Would you count the lines of the listing that carry the word "bamboo"? Give only the resulting number.

BEGIN Supplied material

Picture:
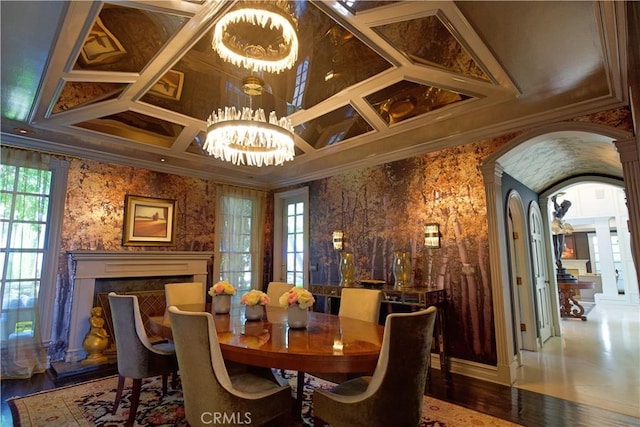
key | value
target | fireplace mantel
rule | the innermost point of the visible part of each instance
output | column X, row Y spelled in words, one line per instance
column 87, row 266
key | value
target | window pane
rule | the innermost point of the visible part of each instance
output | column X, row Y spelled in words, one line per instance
column 299, row 243
column 20, row 294
column 24, row 265
column 34, row 181
column 6, row 200
column 31, row 208
column 7, row 177
column 28, row 235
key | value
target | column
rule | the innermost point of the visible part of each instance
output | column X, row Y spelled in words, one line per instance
column 629, row 150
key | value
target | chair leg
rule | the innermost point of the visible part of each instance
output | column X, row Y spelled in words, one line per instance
column 116, row 402
column 174, row 379
column 165, row 379
column 135, row 400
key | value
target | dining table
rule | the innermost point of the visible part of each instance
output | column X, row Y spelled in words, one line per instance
column 328, row 344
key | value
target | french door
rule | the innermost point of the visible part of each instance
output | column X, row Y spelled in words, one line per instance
column 291, row 237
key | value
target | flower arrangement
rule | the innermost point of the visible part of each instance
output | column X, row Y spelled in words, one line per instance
column 297, row 295
column 222, row 288
column 255, row 297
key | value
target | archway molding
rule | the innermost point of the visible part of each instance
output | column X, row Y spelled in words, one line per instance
column 492, row 170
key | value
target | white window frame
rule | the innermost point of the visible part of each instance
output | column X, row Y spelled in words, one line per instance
column 281, row 200
column 47, row 310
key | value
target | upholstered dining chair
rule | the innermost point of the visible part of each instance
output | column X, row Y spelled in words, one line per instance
column 393, row 395
column 275, row 291
column 361, row 304
column 188, row 296
column 207, row 386
column 137, row 357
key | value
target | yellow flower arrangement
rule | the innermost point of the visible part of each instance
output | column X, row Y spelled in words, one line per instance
column 255, row 297
column 297, row 295
column 222, row 288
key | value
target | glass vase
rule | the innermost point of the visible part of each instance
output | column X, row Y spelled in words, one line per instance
column 402, row 269
column 347, row 269
column 222, row 304
column 297, row 317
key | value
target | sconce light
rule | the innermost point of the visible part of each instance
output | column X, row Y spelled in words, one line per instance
column 432, row 235
column 337, row 240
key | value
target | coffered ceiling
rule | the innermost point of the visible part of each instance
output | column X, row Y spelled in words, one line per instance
column 134, row 82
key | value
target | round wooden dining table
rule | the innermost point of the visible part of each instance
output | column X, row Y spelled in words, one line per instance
column 329, row 343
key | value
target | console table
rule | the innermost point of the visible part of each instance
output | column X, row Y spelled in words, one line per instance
column 414, row 298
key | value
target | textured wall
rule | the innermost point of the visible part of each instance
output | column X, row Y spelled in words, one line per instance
column 383, row 209
column 94, row 215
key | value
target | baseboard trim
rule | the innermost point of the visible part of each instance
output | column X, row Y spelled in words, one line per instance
column 470, row 369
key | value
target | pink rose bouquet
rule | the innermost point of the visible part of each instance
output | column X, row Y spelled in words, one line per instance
column 297, row 295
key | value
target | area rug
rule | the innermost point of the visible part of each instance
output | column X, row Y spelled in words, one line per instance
column 90, row 403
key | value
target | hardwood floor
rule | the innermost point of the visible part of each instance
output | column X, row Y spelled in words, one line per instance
column 519, row 406
column 558, row 371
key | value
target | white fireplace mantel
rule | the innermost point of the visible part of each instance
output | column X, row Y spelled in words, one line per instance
column 87, row 266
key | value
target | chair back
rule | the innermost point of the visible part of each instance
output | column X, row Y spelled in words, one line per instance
column 202, row 369
column 187, row 296
column 132, row 344
column 400, row 377
column 275, row 291
column 361, row 304
column 206, row 384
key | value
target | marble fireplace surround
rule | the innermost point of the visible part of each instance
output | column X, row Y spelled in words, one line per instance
column 87, row 266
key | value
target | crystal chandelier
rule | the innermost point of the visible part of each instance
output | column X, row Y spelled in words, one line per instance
column 246, row 37
column 272, row 48
column 245, row 137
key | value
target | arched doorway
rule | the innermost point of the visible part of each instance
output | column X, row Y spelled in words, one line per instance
column 576, row 146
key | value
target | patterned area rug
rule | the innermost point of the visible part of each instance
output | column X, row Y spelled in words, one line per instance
column 90, row 403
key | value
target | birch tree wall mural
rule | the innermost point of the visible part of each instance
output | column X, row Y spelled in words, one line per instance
column 383, row 210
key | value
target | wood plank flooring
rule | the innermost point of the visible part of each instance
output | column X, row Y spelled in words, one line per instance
column 519, row 406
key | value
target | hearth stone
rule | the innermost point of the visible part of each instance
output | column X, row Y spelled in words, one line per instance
column 70, row 372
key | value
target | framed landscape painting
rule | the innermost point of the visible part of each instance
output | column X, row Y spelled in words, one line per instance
column 149, row 221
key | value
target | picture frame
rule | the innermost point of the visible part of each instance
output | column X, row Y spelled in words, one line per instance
column 149, row 221
column 569, row 250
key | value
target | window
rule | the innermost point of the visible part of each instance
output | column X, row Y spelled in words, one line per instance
column 240, row 237
column 25, row 207
column 32, row 188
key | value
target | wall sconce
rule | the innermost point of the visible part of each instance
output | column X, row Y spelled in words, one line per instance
column 337, row 240
column 432, row 235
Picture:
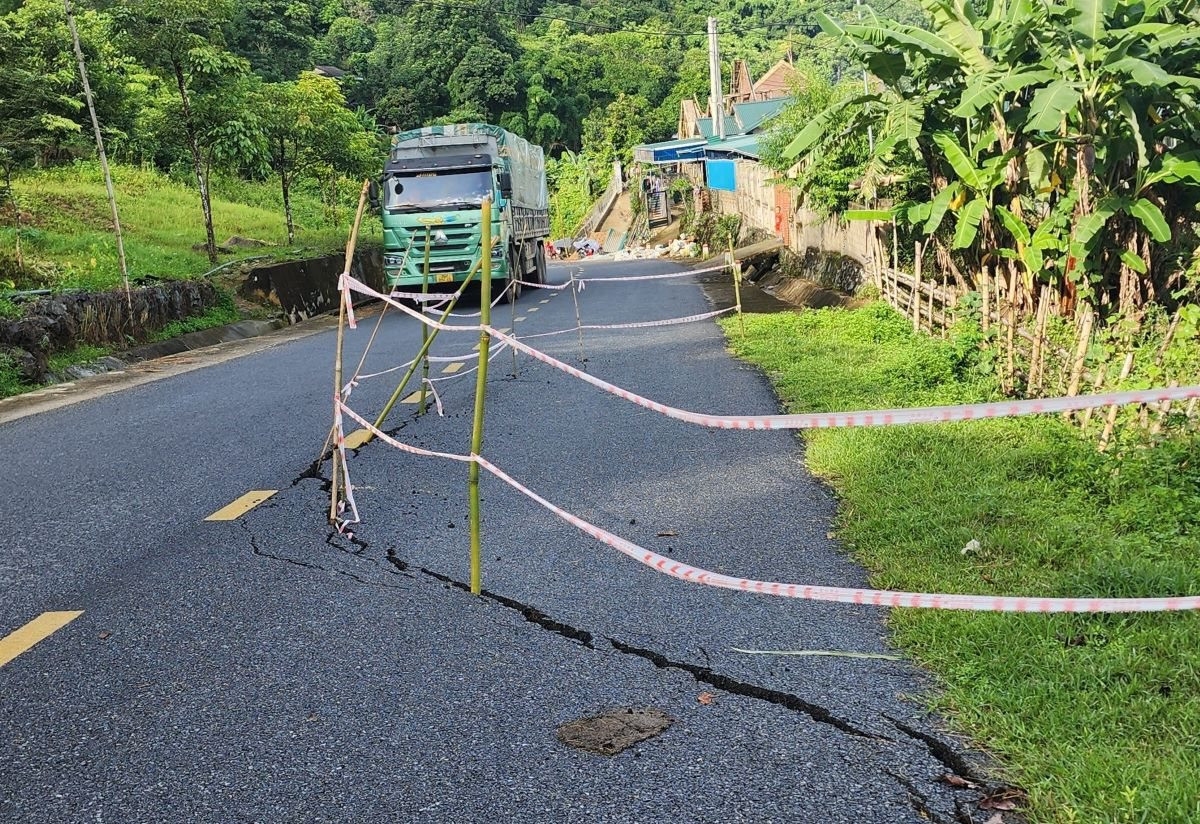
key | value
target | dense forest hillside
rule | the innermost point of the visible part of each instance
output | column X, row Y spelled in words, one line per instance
column 301, row 94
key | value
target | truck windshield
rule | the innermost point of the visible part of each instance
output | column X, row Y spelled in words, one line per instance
column 441, row 191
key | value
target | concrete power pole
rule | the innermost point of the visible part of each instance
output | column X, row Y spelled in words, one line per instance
column 714, row 80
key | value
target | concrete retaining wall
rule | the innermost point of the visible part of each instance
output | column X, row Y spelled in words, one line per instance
column 306, row 288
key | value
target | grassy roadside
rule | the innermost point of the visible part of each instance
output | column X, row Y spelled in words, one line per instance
column 1097, row 717
column 67, row 242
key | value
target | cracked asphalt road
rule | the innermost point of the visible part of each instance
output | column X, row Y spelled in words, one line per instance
column 269, row 669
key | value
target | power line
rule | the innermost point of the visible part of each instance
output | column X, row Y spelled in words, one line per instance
column 613, row 29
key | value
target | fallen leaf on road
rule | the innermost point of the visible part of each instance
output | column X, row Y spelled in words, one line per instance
column 958, row 781
column 1002, row 799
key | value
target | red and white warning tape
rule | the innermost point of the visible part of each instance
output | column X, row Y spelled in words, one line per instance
column 643, row 324
column 822, row 420
column 877, row 597
column 874, row 417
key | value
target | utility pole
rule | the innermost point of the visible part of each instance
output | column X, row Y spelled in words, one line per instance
column 714, row 82
column 867, row 88
column 100, row 150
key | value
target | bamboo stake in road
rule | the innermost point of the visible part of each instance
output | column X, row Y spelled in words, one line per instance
column 736, row 265
column 477, row 434
column 341, row 341
column 579, row 320
column 103, row 157
column 425, row 330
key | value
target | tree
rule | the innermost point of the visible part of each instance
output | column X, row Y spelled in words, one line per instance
column 276, row 36
column 309, row 132
column 183, row 37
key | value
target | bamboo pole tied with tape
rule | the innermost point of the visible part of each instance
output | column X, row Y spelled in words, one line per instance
column 477, row 434
column 341, row 342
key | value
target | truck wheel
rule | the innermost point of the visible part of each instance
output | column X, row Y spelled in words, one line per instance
column 540, row 264
column 511, row 288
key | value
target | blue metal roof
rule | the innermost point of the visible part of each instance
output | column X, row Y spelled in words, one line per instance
column 670, row 151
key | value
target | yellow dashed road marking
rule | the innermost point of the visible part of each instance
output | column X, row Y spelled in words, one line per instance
column 243, row 505
column 41, row 627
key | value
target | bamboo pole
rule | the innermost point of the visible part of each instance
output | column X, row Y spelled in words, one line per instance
column 425, row 329
column 915, row 304
column 337, row 358
column 103, row 157
column 1110, row 422
column 1036, row 356
column 736, row 268
column 1102, row 372
column 477, row 433
column 579, row 319
column 1077, row 367
column 425, row 348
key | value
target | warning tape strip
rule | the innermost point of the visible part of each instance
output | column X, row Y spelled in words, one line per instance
column 873, row 417
column 351, row 283
column 643, row 324
column 877, row 597
column 624, row 278
column 822, row 420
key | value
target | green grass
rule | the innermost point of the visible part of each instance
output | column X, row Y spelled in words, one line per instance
column 84, row 353
column 225, row 312
column 69, row 245
column 1097, row 717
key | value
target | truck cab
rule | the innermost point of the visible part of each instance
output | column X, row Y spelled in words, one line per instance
column 431, row 191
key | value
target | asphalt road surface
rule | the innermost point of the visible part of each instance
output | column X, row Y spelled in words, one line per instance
column 270, row 669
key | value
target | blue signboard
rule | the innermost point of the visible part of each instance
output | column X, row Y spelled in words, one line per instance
column 721, row 175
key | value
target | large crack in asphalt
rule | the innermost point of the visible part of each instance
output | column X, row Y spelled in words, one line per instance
column 937, row 749
column 721, row 681
column 702, row 674
column 940, row 750
column 309, row 565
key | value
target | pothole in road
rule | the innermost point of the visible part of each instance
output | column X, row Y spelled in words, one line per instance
column 609, row 733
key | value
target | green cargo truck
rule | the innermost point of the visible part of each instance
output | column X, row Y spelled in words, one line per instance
column 433, row 184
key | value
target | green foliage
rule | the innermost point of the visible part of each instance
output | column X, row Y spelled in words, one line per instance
column 1075, row 158
column 1083, row 711
column 221, row 314
column 67, row 242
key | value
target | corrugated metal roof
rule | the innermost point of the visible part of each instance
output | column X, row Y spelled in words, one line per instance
column 670, row 151
column 747, row 145
column 755, row 113
column 706, row 126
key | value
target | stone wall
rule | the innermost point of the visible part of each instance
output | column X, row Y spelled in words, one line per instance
column 103, row 318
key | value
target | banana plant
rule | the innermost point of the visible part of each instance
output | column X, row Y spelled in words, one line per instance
column 1062, row 137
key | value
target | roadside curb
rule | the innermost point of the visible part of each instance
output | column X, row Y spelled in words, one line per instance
column 166, row 359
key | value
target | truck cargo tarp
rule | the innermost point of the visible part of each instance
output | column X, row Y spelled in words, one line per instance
column 525, row 161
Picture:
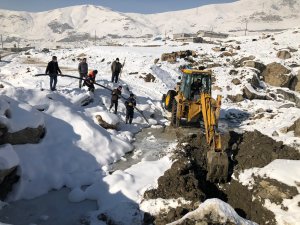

END Supplied material

» **Task answer**
3